READING PASSAGE
14 June 2026 · KX Estate Team

Income earned by an individual from leasing immovable property in Moldova is subject to a final income tax. The rate most commonly applied is 7% of the amount stated in the contract. Confirm the current rate and your situation with the State Tax Service (Serviciul Fiscal de Stat / SFS) or an accountant. Companies follow a different regime.

How much rental tax does an individual pay in Moldova?

If you lease out a property as an individual, your rental income is subject to income tax that, for an individual landlord, is usually treated as final. Once it is paid, the income is not added to your other income and is not recalculated. The commonly applied rate is 7% of the rent set in the contract.

Important: rates and procedures change, and every case is different. A one-off rental and a systematic activity, for example, may be treated differently. Always verify the current rate and your specific obligation with the SFS (Serviciul Fiscal de Stat) or an accountant. This article is not individual tax advice.

PROBLEM
Please repeat the passage on rental tax in Moldova word for word, from "14 June 2026" up to and including "a different regime.".

Data records:
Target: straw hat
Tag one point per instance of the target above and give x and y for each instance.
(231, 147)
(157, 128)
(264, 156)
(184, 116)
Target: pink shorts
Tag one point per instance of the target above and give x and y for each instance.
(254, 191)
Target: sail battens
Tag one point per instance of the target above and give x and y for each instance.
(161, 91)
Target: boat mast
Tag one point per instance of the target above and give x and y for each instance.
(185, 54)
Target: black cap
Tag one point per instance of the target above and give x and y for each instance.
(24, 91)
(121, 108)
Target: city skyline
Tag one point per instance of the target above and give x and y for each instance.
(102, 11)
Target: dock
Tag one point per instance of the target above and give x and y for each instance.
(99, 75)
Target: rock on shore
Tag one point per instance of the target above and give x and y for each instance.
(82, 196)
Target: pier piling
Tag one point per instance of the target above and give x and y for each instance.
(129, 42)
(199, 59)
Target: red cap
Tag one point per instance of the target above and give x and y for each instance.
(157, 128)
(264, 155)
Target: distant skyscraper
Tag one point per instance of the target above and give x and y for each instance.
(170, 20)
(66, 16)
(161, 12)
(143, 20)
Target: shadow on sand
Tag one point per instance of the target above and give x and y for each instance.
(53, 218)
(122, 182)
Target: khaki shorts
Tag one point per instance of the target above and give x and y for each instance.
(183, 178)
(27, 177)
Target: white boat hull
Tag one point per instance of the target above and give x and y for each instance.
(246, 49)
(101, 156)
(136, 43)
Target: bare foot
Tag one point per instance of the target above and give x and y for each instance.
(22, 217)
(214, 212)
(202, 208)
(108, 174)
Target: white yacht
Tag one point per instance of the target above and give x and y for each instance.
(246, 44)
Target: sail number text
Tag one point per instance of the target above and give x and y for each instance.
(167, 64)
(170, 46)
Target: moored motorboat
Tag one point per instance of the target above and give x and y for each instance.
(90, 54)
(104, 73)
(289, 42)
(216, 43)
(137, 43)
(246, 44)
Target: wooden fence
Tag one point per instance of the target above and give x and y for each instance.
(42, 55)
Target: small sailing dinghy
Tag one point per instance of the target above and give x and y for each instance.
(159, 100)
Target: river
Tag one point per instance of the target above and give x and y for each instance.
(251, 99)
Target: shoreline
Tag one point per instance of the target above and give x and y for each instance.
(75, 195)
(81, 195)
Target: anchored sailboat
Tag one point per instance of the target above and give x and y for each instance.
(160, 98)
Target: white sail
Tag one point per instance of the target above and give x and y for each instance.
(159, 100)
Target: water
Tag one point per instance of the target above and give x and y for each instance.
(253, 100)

FINISHED TASK
14 June 2026 · KX Estate Team

Income earned by an individual from leasing immovable property in Moldova is subject to a final income tax. The rate most commonly applied is 7% of the amount stated in the contract. Confirm the current rate and your situation with the State Tax Service (Serviciul Fiscal de Stat / SFS) or an accountant. Companies follow a different regime.